----- Texte à lire
LE MONDE EST EN CHAMAILLE… JE REVIENS CHEZ NOUS
Je vous avais quittés après la 15ème corrida de toros de la San Isidro avec la tristesse que m’a causée le début de la principale Feria du monde. Je reconnais que quelques rayons de soleil sont venus nous apporter de meilleures sensations mais les fondamentaux du Madrid 2016 restent malheureusement les mêmes.
Comment l’empresa de Madrid peut-elle présenter deux lots de toros de la ganaderia d’Alcurrucen si différents ? Au niveau du trapio (configuration harmonieuse du toro correspondant à son encaste), la comparaison entre les toros du 20 mai avec El Juli et Castella et le 24 mai avec Urdiales, David Mora et Roca Rey était criarde. Heureusement pour la justice (pas pour les spectateurs), ce sont les toros du 24 mai, plus imposants et harmonieux que ceux des Figuras, qui ont eu le meilleur comportement dans le ruedo : bravoure et combativité. Comme quoi… Cela a permis à David Mora qui revenait à Madrid 2 ans après sa grave blessure, de triompher avec beaucoup d’émotion en coupant les 2 oreilles du magnifique 2ème Alcurrucen, Malagueño, qui fut honoré du mouchoir bleu de la Vuelta al Ruedo. Je pense que David Mora aurait pu créer une autre œuvre d’art devant ce grand Alcurrucen mais le public, comme le Président, s’est laissé entraîner par l’émotion des circonstances du combat et la grande estocade de Mora. Le public n’eut pas la même attention le même jour vis-à-vis d’Andrès Roca Rey qui méritait une oreille. Ils n’ont pas voulu le voir ? J’ajouterai dans mes satisfecit la casta de l’ensemble du lot de toros de Baltasar Iban qui s’est imposé à ses 3 valeureux adversaires, même si l’admirable Camarin a permis à Alberto Aguilar de couper une oreille méritoire. Il semble que l’apport récent de sementales de Pedraza de Yeltes ait apporté plus de trapio aux toros d’El Escorial, sans toucher au tempérament typique de l’encaste créée par Don Baltasar Iban en 1957 après le croisement des origines Contreras et Guateles. Il est vrai que la tendance actuelle du trapio des plazas de 1ère catégorie nous privait de ces toros madrilènes que nous avons eu la chance de voir souvent en France, pour notre bonheur, dans des arènes moins prestigieuses depuis le début des années 2000 (Aignan en 2011 et 2012). Les Biterrois ne doivent pas oublier que ces toros ont triomphé dans nos arènes : Richard Milian a coupé le dernier rabo de Béziers à un toro d’IBAN en 1987. Leur comportement notable à Vic pour Pentecôte 2016 semble confirmer qu’il faudra compter à l’avenir sur cet élevage. Enfin !
----------
----- Données fournies
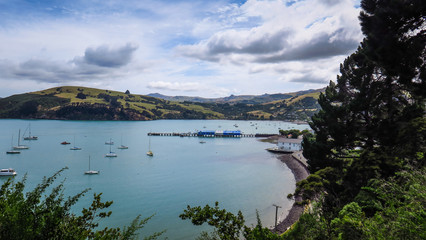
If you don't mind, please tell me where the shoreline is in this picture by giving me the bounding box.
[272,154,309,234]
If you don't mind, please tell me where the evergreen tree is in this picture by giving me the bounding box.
----------
----- Données fournies
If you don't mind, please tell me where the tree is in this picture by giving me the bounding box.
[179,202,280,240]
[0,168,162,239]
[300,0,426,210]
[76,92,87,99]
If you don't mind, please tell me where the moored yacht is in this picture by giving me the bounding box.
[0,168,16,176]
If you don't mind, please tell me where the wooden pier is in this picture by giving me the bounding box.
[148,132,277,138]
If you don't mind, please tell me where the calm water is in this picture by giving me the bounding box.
----------
Défi: Redonnez en entier le texte sur la feria de San Isidro 2016 à Madrid, sans y changer un seul mot.

Réponse finale:
LE MONDE EST EN CHAMAILLE… JE REVIENS CHEZ NOUS
Je vous avais quittés après la 15ème corrida de toros de la San Isidro avec la tristesse que m’a causée le début de la principale Feria du monde. Je reconnais que quelques rayons de soleil sont venus nous apporter de meilleures sensations mais les fondamentaux du Madrid 2016 restent malheureusement les mêmes.
Comment l’empresa de Madrid peut-elle présenter deux lots de toros de la ganaderia d’Alcurrucen si différents ? Au niveau du trapio (configuration harmonieuse du toro correspondant à son encaste), la comparaison entre les toros du 20 mai avec El Juli et Castella et le 24 mai avec Urdiales, David Mora et Roca Rey était criarde. Heureusement pour la justice (pas pour les spectateurs), ce sont les toros du 24 mai, plus imposants et harmonieux que ceux des Figuras, qui ont eu le meilleur comportement dans le ruedo : bravoure et combativité. Comme quoi… Cela a permis à David Mora qui revenait à Madrid 2 ans après sa grave blessure, de triompher avec beaucoup d’émotion en coupant les 2 oreilles du magnifique 2ème Alcurrucen, Malagueño, qui fut honoré du mouchoir bleu de la Vuelta al Ruedo. Je pense que David Mora aurait pu créer une autre œuvre d’art devant ce grand Alcurrucen mais le public, comme le Président, s’est laissé entraîner par l’émotion des circonstances du combat et la grande estocade de Mora. Le public n’eut pas la même attention le même jour vis-à-vis d’Andrès Roca Rey qui méritait une oreille. Ils n’ont pas voulu le voir ? J’ajouterai dans mes satisfecit la casta de l’ensemble du lot de toros de Baltasar Iban qui s’est imposé à ses 3 valeureux adversaires, même si l’admirable Camarin a permis à Alberto Aguilar de couper une oreille méritoire. Il semble que l’apport récent de sementales de Pedraza de Yeltes ait apporté plus de trapio aux toros d’El Escorial, sans toucher au tempérament typique de l’encaste créée par Don Baltasar Iban en 1957 après le croisement des origines Contreras et Guateles. Il est vrai que la tendance actuelle du trapio des plazas de 1ère catégorie nous privait de ces toros madrilènes que nous avons eu la chance de voir souvent en France, pour notre bonheur, dans des arènes moins prestigieuses depuis le début des années 2000 (Aignan en 2011 et 2012). Les Biterrois ne doivent pas oublier que ces toros ont triomphé dans nos arènes : Richard Milian a coupé le dernier rabo de Béziers à un toro d’IBAN en 1987. Leur comportement notable à Vic pour Pentecôte 2016 semble confirmer qu’il faudra compter à l’avenir sur cet élevage. Enfin !